** DATA FOR THE TASK follows **

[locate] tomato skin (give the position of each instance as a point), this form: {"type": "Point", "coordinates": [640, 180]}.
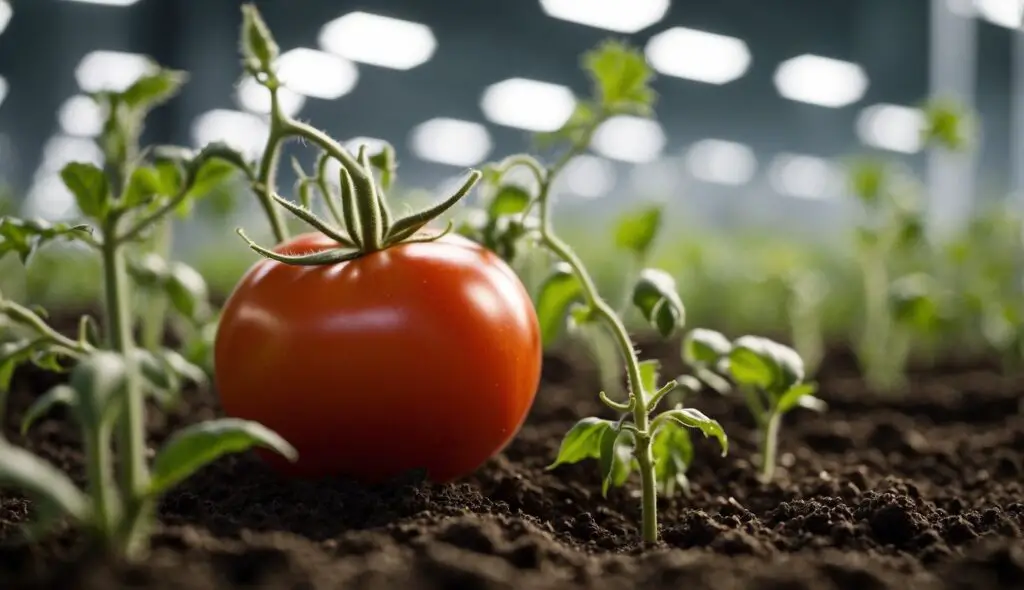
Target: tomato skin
{"type": "Point", "coordinates": [422, 355]}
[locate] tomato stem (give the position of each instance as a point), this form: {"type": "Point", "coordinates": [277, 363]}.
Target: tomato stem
{"type": "Point", "coordinates": [601, 309]}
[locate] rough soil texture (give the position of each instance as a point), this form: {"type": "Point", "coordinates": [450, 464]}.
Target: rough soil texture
{"type": "Point", "coordinates": [922, 492]}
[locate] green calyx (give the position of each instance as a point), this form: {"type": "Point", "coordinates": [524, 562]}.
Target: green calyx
{"type": "Point", "coordinates": [361, 222]}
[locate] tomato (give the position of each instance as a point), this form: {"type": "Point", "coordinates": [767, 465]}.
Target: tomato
{"type": "Point", "coordinates": [422, 355]}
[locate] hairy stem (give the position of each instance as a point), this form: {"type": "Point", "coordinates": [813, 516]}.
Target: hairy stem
{"type": "Point", "coordinates": [267, 174]}
{"type": "Point", "coordinates": [769, 446]}
{"type": "Point", "coordinates": [130, 433]}
{"type": "Point", "coordinates": [605, 312]}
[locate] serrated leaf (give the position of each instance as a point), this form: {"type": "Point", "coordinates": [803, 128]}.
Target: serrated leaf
{"type": "Point", "coordinates": [57, 395]}
{"type": "Point", "coordinates": [636, 230]}
{"type": "Point", "coordinates": [615, 458]}
{"type": "Point", "coordinates": [793, 397]}
{"type": "Point", "coordinates": [556, 294]}
{"type": "Point", "coordinates": [195, 447]}
{"type": "Point", "coordinates": [154, 89]}
{"type": "Point", "coordinates": [655, 296]}
{"type": "Point", "coordinates": [761, 363]}
{"type": "Point", "coordinates": [582, 441]}
{"type": "Point", "coordinates": [509, 200]}
{"type": "Point", "coordinates": [621, 77]}
{"type": "Point", "coordinates": [24, 237]}
{"type": "Point", "coordinates": [702, 347]}
{"type": "Point", "coordinates": [89, 185]}
{"type": "Point", "coordinates": [144, 184]}
{"type": "Point", "coordinates": [41, 480]}
{"type": "Point", "coordinates": [673, 452]}
{"type": "Point", "coordinates": [695, 419]}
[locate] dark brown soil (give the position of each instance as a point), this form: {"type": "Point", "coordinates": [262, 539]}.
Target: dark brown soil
{"type": "Point", "coordinates": [923, 492]}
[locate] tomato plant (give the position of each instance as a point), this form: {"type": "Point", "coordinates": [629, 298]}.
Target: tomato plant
{"type": "Point", "coordinates": [421, 355]}
{"type": "Point", "coordinates": [374, 345]}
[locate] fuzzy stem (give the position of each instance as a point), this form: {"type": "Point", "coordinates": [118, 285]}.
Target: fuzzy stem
{"type": "Point", "coordinates": [602, 309]}
{"type": "Point", "coordinates": [266, 176]}
{"type": "Point", "coordinates": [769, 446]}
{"type": "Point", "coordinates": [130, 432]}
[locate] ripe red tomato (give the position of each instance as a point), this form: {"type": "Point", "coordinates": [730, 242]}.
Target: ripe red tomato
{"type": "Point", "coordinates": [422, 355]}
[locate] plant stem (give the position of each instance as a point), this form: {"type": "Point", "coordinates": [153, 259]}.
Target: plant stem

** End of DATA FOR THE TASK **

▸ WHAT YOU ARE ASKED TO DO
Pictures are to be dropped; every line of the records is to be returned unchanged.

▸ RESULT FOR THIS TASK
[locate] tomato skin (give the position of each instance as a point), this form: {"type": "Point", "coordinates": [640, 180]}.
Target: tomato skin
{"type": "Point", "coordinates": [422, 355]}
[locate] tomato stem (give the position of each instance as a point), this form: {"type": "Point", "coordinates": [277, 363]}.
Target: tomato stem
{"type": "Point", "coordinates": [601, 309]}
[locate] rough soil texture (give the position of each instance as a point), this form: {"type": "Point", "coordinates": [450, 464]}.
Target: rough soil texture
{"type": "Point", "coordinates": [922, 492]}
[locate] green calyx (give the position of each instance as a point), this form: {"type": "Point", "coordinates": [524, 562]}.
Target: green calyx
{"type": "Point", "coordinates": [361, 222]}
[locate] tomato (give the position of each instance as a point), this form: {"type": "Point", "coordinates": [767, 465]}.
Target: tomato
{"type": "Point", "coordinates": [422, 355]}
[locate] hairy stem (give the position of each instance as a point), this form: {"type": "Point", "coordinates": [813, 516]}.
Target: hairy stem
{"type": "Point", "coordinates": [267, 174]}
{"type": "Point", "coordinates": [769, 446]}
{"type": "Point", "coordinates": [130, 433]}
{"type": "Point", "coordinates": [605, 312]}
[locate] serrated leaf (give the position of each instance as a point), this form: {"type": "Point", "coordinates": [803, 128]}.
Target: serrated leaf
{"type": "Point", "coordinates": [57, 395]}
{"type": "Point", "coordinates": [636, 230]}
{"type": "Point", "coordinates": [615, 458]}
{"type": "Point", "coordinates": [793, 397]}
{"type": "Point", "coordinates": [556, 294]}
{"type": "Point", "coordinates": [195, 447]}
{"type": "Point", "coordinates": [154, 89]}
{"type": "Point", "coordinates": [655, 296]}
{"type": "Point", "coordinates": [761, 363]}
{"type": "Point", "coordinates": [582, 441]}
{"type": "Point", "coordinates": [509, 200]}
{"type": "Point", "coordinates": [621, 77]}
{"type": "Point", "coordinates": [24, 237]}
{"type": "Point", "coordinates": [702, 347]}
{"type": "Point", "coordinates": [89, 185]}
{"type": "Point", "coordinates": [144, 184]}
{"type": "Point", "coordinates": [41, 480]}
{"type": "Point", "coordinates": [673, 452]}
{"type": "Point", "coordinates": [695, 419]}
[locate] dark brown soil (give the position of each instance as a point), this form: {"type": "Point", "coordinates": [262, 539]}.
Target: dark brown soil
{"type": "Point", "coordinates": [923, 492]}
[locate] tomato plant (give the position of each instance as a point), this form: {"type": "Point", "coordinates": [629, 298]}.
Target: tomato plant
{"type": "Point", "coordinates": [421, 355]}
{"type": "Point", "coordinates": [374, 345]}
[locate] fuzzy stem (give the position of each instance as a point), this form: {"type": "Point", "coordinates": [118, 285]}.
Target: fuzzy stem
{"type": "Point", "coordinates": [602, 309]}
{"type": "Point", "coordinates": [266, 176]}
{"type": "Point", "coordinates": [769, 446]}
{"type": "Point", "coordinates": [130, 432]}
[locate] ripe red tomato (give the position of each instance as a point), this form: {"type": "Point", "coordinates": [730, 242]}.
Target: ripe red tomato
{"type": "Point", "coordinates": [422, 355]}
[locate] plant stem (give the position of each instance as a point), this form: {"type": "Point", "coordinates": [153, 259]}.
Target: plant stem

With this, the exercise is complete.